What the exercise asks:
Copy only this range: the line with "Where can the tuxedo sleeve" through the final line of the material, inclusive at both ends.

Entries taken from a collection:
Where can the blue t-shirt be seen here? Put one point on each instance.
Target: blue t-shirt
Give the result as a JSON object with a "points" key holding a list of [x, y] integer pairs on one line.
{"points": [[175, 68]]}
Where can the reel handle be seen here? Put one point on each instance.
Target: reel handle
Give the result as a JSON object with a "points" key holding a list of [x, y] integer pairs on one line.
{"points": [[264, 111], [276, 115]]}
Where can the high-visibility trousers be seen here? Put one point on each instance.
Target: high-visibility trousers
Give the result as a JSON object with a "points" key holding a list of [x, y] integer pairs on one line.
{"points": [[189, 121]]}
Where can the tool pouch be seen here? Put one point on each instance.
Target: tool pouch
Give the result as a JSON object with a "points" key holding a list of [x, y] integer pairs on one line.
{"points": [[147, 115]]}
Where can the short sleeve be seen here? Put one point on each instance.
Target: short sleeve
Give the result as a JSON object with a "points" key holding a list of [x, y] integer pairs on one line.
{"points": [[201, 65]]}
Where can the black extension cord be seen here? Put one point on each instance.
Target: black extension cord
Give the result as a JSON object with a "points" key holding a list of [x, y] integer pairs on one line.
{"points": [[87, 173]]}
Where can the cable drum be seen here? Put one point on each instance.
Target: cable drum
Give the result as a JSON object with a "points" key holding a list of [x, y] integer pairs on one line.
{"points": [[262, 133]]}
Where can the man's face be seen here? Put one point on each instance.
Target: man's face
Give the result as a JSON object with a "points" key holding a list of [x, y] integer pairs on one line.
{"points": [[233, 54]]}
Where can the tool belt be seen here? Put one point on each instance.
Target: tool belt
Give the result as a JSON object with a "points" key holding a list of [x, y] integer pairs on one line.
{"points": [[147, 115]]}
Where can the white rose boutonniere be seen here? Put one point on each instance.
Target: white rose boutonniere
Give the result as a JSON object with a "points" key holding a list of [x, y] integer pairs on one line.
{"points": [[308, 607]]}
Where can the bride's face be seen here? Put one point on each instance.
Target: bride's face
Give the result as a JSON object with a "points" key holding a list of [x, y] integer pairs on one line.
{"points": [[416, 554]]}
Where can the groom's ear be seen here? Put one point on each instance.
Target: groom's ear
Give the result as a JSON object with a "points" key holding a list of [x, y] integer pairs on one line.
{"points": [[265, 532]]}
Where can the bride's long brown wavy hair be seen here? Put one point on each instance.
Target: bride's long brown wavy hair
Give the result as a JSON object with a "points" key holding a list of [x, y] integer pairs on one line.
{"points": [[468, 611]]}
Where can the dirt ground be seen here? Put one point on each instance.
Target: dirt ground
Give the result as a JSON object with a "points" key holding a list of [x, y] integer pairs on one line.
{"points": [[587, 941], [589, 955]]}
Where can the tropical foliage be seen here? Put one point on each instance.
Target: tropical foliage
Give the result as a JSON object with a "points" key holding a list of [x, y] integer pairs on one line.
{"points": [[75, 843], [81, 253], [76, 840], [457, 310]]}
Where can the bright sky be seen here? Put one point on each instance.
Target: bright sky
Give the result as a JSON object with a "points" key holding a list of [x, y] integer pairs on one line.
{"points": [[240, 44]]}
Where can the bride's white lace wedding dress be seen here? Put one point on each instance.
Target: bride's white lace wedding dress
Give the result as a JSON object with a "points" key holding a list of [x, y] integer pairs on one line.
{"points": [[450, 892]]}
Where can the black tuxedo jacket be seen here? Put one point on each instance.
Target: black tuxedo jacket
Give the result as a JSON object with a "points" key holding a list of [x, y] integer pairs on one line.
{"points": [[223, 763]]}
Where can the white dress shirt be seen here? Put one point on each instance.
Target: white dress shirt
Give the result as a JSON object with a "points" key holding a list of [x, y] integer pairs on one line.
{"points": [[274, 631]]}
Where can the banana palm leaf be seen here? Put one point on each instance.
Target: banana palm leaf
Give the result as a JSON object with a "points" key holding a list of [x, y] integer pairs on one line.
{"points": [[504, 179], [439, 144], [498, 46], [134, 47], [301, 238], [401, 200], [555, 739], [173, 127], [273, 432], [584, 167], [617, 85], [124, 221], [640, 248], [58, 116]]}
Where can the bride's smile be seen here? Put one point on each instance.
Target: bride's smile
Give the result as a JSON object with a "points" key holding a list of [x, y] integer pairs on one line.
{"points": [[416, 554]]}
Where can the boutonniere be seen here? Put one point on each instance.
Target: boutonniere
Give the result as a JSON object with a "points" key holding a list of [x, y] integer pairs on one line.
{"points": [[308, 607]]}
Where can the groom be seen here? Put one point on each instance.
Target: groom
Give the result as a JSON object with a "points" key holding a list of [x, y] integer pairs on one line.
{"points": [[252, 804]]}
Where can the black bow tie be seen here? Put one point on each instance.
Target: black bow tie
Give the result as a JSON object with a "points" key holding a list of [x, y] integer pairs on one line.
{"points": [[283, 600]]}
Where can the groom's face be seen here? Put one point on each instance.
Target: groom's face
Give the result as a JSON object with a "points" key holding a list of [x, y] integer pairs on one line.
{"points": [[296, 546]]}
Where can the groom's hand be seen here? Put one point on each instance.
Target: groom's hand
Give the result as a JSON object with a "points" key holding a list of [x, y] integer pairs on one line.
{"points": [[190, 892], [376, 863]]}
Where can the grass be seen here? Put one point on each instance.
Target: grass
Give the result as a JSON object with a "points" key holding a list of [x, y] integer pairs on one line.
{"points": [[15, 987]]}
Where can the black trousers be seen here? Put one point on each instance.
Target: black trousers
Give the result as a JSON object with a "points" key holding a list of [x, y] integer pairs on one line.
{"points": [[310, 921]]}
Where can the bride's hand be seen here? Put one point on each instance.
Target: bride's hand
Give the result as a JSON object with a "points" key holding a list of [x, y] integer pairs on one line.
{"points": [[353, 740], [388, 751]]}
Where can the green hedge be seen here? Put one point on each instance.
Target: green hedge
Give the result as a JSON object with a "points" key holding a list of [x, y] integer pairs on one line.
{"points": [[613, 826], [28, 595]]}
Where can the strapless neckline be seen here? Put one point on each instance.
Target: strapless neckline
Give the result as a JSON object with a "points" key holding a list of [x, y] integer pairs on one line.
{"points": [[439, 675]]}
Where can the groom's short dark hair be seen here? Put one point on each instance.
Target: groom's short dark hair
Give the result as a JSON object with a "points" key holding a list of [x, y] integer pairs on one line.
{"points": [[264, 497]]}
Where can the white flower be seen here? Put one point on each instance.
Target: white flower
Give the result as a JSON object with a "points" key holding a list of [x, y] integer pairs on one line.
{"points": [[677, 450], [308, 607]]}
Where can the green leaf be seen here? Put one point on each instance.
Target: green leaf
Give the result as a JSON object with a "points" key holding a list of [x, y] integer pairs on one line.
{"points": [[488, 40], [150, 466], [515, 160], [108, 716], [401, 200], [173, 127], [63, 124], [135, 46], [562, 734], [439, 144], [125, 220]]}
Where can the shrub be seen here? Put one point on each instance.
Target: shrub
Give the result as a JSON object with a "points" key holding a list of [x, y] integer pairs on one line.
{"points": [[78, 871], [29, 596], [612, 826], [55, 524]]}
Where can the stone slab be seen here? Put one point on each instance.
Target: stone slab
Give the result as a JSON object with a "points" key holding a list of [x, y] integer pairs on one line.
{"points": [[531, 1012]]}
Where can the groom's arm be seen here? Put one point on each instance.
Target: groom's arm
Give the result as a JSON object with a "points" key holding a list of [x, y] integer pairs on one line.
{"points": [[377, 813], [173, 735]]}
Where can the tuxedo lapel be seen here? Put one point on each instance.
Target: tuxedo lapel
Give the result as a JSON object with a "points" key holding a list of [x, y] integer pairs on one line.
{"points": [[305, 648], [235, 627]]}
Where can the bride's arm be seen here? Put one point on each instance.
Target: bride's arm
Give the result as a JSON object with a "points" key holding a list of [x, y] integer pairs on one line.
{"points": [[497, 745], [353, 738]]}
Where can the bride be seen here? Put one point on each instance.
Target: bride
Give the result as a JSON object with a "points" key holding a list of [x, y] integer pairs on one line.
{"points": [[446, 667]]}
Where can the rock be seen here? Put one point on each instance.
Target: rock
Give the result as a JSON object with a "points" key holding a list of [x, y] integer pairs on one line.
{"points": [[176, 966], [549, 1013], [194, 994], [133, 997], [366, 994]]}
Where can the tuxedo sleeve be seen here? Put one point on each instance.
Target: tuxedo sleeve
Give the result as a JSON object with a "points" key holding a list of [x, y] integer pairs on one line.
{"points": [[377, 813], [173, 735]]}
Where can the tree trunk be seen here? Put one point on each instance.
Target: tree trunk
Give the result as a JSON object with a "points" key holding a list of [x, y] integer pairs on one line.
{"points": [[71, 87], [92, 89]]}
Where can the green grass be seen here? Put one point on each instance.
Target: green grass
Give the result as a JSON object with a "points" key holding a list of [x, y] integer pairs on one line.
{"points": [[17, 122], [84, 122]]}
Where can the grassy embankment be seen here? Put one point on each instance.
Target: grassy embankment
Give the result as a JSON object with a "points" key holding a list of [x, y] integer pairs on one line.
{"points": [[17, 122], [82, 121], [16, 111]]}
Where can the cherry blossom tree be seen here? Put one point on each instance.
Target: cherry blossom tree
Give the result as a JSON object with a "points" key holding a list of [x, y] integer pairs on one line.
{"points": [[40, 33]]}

Expected answer:
Where can the tuxedo sleeve be seen here? Put one point on each instance.
Target: tuxedo sleeve
Give the result as a JSON object with a "points" key holding a list of [x, y] integer pairs on one line.
{"points": [[377, 813], [173, 735]]}
Where can the tree trunk be seen here? Put one point on each instance.
Target: tree trunk
Give the result as a JSON object with a "points" key holding a list of [x, y] integer pairs on one line.
{"points": [[71, 87], [92, 89]]}
Where can the green grass be seen here? Put one point on each instance.
Target: green grass
Give the result as a JSON object with a "points" key holding a list of [x, y] integer pairs on one line.
{"points": [[17, 122], [84, 122]]}
Where can the grassy embankment be seen here? Put one point on each instance.
Target: grassy embankment
Give the result as a JSON object with a "points" key holding a list of [x, y] integer pairs on one line.
{"points": [[17, 122], [82, 121], [16, 111]]}
Where can the cherry blossom tree be seen here? Put one point on each instance.
Target: cherry blossom tree
Give the result as a JSON object with a "points" key holding a list of [x, y] integer pairs on one line.
{"points": [[40, 33]]}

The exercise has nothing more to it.